**Source extract**

* * *

To understand the roar of the censors and the concerns of their effects, one should have a clear definition of censorship. Henry Reichman (1993) in Censorship and Selection: Issues and Answers for Schools, defines censorship as "the removal, suppression, or restricted circulation of literary, artistic, or educational materials — of images, ideas, and information — on the grounds that these are morally or otherwise objectionable in light of standards applied by the censor," and adds that:
Frequently, the simple occurrence of an offending word will arouse protest. In other cases, objection will be made to the underlying values and basic message conveyed — or said to be conveyed — by a given work. In the final analysis, censorship is simply a matter of someone saying, "No, you cannot read that magazine or book or see that film or videotape — because I don't like it ... " By suppressing materials containing ideas or themes with which they do not agree, censors produce a sterile conformity and a lack of intellectual and emotional growth in students. Freedom in the public schools is central to the quality of what and how students learn.
(pp. 2 and 4)
Although one can argue against censorship, one needs to recognize that many would-be-censors are well organized and funded. The impact often is intimidating, and a number of school administrators give in when a phone rings and someone complains about a book, movie, or video being used in a class or available in the school library, which can easily be chosen by a student to fill an assignment.
But in how many school media centers are these books available? Sometimes parents don't want such materials available to their children. Censorship is a reality. With school budgets being greatly curtailed, some school personnel feel they might as well buy books that probably won't cause any commotion within the community. If students really want to read risky books, they can check them out of the public library.
When I was in high school, I wrote a book report for my English class. The book I chose was Hemingway's A Farewell to Arms. I was asked to meet with my teacher and a school administrator shortly after the day the paper was due. They wanted to know where I got the book. I told them I checked it out of the public library.
"Do your parents know that you were reading this book?"
"I don't know. My parents let me read anything I want. They encouraged me to go to the library."
"Then who gave you permission to read such a book?"
"No one. I just took it and read it. Why?"
"Don't you know the book has vulgar language and sex?"
"Yes. I know that. After all, I read the book. But I didn't read it because of that stuff."
"Then why did you read it?"
"Because I like the way the author writes, and I had to do a report on a book by an American author."

* * *

**What is needed**
Continue the essay on school censorship, starting after its final sentence. The listing is drawn from a separate source.

**Provided material**
* * *

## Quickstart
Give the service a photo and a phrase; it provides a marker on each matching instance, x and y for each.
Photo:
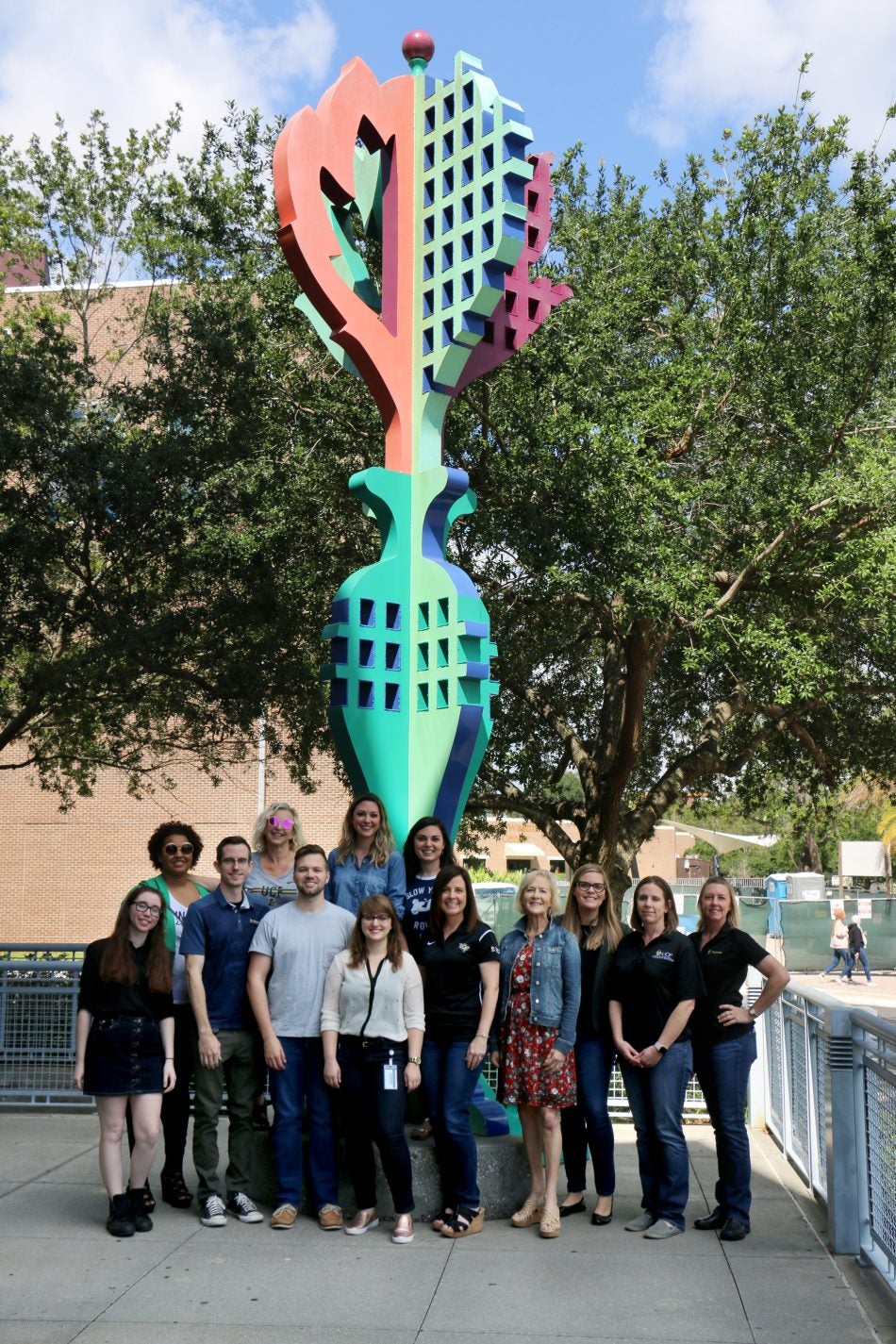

* * *

**Result of this task**
Well, to make a long story short, the report was not acceptable. I had to choose something more appropriate. In the meantime, I could expect a lower grade for the marking period.
I did not sneak the book out of the public library into my house. As I stated, my parents gave me the freedom to choose books that appealed to my interests and that would hold my attention. Hemingway was that kind of author. But he was too contemporary at the time. This was the type of book available through Book of the Month Club and was for adults. And besides, the book's popularity would probably disappear quickly.
I know the feeling of being censored and can empathize with those who have heard or read about incidents. Many articles have appeared on various aspects of censorship. I have chosen to write about a few cases that have affected me while I have served on intellectual freedom committees of the International Reading Association and/or the National Council of Teachers of English. All of these are genuine.
Invited to speak at a state meeting about censorship, I was prepared to talk about issues, cases, and to make suggestions for preventing or handling censorship actions. It was a lively session, well attended, and the audience was very responsive.
Following the meeting, I started to pack my briefcase. A gentleman approached and introduced himself as a principal-teacher in a small rural community. He had kind words about my session, and then he went on to tell me the following story:
One day an English teacher in his school was standing by her classroom door, waiting for her students to enter. She overheard three girls discussing enthusiastically a movie they had seen over the weekend, The Color Purple. The teacher commented that she had seen and enjoyed the movie also. She added that it was based on a book written by Alice Walker. She then went on teach what had been assigned for homework.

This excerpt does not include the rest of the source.